Exercises
1: In the trauma education evening notice, who is listed as presenting the paediatric trauma session?
2: Continue the trauma education evening notice from its final line.

Document extract
================================

It’s just one week til Sydney HEMS will proudly host the ITIM Trauma Education Evening at the ACE Training Centre at our Bankstown Base.

How Much?

It’s FREE but places are limited so you must register – do so here. Do not turn up without registering, we won’t be able to let you in!

When & Where

Wed. 20 June 2018, 4:30 pm – 9:00 pm AEST (that’s Sydney time)

Auditorium, ACE Training Centre (Bankstown Airport)

33 Nancy Ellis Leebold Dr

Condell Park, NSW 2200

What’s On?

1630 – Registration and coffee

1700 – Welcome and opening – Clare Richmond (Retrieval Consultant, Sydney HEMS & ED Staff Specialist)

1705 – Statewide Aeromedical Retrieval – speaker TBC

1725 – Code Crimson – Karel Habig (Medical Director, GSA HEMS)

1740 – The role of RLTC – Andrew MacDougall (RLTC & Aeromedical Operations Officer)

1755 – Paediatric trauma – Natalie May (Staff Specialist, Sydney HEMS & Emergency Medicine)

================================

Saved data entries
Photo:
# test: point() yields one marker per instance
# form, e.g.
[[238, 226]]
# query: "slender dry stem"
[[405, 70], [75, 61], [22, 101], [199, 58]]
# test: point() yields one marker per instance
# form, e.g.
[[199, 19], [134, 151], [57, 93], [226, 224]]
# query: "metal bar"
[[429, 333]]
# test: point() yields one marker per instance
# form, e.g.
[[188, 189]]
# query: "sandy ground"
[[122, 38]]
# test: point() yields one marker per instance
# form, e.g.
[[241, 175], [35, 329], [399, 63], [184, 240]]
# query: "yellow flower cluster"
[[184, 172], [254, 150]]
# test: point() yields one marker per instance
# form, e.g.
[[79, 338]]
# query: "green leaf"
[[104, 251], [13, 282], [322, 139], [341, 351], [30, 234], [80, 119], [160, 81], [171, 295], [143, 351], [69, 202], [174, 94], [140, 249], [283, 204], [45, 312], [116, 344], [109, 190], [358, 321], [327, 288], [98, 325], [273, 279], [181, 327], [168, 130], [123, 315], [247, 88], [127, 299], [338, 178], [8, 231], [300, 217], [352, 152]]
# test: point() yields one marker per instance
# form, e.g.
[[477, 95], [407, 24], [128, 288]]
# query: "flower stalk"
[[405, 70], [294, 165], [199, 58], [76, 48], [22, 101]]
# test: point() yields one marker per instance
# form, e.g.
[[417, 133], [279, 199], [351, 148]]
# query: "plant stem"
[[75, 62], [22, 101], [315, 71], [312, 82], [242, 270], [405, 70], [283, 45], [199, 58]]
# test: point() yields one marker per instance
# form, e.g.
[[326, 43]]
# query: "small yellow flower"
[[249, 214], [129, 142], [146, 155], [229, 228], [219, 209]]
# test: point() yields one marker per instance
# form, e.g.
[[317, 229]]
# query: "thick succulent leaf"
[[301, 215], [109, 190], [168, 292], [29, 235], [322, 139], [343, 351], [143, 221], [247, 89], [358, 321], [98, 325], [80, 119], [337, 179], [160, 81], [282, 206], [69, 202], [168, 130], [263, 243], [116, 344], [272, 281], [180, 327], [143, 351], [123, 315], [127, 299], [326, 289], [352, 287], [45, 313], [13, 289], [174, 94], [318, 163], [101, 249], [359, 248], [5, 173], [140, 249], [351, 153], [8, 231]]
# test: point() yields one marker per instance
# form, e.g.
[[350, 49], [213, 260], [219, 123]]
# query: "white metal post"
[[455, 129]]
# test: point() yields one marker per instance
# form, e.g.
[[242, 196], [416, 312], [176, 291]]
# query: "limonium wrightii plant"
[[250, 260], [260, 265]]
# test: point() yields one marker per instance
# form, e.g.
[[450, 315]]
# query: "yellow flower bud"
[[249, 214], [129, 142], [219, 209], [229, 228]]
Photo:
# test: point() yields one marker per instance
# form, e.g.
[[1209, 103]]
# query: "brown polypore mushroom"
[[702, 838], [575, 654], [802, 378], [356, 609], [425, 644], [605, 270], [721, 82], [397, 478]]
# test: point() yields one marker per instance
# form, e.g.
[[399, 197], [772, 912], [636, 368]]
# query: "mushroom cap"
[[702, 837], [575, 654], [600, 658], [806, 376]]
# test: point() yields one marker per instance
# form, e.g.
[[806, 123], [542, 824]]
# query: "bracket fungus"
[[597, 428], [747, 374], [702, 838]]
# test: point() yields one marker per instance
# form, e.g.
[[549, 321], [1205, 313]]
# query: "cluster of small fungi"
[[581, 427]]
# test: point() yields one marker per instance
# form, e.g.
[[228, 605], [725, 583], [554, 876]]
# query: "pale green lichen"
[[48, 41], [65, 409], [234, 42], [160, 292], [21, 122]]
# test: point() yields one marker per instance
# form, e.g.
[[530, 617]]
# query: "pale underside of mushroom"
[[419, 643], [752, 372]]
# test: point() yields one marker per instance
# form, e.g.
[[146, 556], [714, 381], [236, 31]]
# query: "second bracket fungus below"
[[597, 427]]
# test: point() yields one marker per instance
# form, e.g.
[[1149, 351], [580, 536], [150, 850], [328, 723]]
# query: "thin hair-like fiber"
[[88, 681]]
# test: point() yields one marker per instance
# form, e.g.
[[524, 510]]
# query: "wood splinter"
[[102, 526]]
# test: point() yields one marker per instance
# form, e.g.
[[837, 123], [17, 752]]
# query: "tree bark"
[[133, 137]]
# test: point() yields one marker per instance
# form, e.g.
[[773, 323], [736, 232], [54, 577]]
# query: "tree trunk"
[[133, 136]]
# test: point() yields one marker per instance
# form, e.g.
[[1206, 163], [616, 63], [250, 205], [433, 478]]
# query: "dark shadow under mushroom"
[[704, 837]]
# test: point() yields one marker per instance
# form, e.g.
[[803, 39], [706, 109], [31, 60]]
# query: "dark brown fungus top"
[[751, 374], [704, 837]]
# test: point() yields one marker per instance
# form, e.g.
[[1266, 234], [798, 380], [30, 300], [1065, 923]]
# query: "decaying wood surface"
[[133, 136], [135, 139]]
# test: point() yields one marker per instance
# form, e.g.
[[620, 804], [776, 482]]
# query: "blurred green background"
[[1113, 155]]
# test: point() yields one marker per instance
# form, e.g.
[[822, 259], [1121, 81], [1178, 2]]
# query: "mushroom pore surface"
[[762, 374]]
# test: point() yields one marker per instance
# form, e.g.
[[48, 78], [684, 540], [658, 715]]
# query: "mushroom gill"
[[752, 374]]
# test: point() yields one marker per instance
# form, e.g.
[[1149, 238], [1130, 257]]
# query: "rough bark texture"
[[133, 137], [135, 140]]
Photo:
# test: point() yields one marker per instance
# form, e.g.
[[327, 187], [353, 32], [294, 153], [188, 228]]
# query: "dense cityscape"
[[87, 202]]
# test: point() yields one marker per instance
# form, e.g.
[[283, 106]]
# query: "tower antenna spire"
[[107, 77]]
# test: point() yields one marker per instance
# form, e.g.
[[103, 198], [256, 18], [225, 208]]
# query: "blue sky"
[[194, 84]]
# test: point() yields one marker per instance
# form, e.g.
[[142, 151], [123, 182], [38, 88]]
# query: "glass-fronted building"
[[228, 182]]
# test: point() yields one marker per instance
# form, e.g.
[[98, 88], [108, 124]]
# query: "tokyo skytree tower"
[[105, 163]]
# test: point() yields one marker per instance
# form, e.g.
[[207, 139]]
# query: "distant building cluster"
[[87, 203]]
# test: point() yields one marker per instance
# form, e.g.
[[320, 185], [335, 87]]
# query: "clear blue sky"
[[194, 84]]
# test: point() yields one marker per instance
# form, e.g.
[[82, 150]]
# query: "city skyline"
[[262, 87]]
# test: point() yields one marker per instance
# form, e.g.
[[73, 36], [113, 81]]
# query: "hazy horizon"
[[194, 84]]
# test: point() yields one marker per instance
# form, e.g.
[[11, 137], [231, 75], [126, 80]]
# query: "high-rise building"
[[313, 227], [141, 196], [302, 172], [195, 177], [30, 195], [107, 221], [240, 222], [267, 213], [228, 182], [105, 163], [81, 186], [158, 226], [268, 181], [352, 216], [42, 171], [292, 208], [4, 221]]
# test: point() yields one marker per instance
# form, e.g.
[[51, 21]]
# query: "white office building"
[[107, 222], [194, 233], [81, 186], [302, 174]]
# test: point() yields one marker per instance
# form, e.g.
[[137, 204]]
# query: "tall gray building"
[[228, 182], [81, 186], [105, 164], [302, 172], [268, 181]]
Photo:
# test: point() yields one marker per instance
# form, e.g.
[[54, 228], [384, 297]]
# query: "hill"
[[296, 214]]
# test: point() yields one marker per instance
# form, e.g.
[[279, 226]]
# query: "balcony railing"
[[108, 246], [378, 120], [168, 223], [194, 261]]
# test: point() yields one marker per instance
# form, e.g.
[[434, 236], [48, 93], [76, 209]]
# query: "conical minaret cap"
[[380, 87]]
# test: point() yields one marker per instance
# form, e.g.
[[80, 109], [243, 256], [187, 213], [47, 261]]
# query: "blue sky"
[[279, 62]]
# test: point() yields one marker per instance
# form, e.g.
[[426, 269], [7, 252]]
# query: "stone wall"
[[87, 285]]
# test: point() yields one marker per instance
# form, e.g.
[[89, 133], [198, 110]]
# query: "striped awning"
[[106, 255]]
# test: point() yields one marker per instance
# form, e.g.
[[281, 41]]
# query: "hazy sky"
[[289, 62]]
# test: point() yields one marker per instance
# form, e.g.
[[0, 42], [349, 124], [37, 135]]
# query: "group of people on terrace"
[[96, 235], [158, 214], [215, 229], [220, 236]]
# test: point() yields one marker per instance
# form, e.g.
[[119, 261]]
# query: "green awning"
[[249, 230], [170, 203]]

================================

Answers to the tasks
1: Natalie May (Staff Specialist, Sydney HEMS & Emergency Medicine)

2:
1815 – Straight to theatre – Geoff Healy (Staff Specialist, Sydney HEMS & Anaesthetist)

1835 – On the ground – packaging – Sam Immens (Critical Care Paramedic, NSW Ambulance)

1850 – Supper break & ACE/Toll facility video

1940 – The hospital primary – Simulation and Panel Discussion – Clare Richmond and Rob Scott (Retrieval Consultant, Sydney HEMS)

2045 – Close

What If I Can’t Make It?

You’re in luck! ITIM events are livestreamed for free too. You’ll be able to find the livestream here on the night, or here in the archive if you’ve come across this after the event.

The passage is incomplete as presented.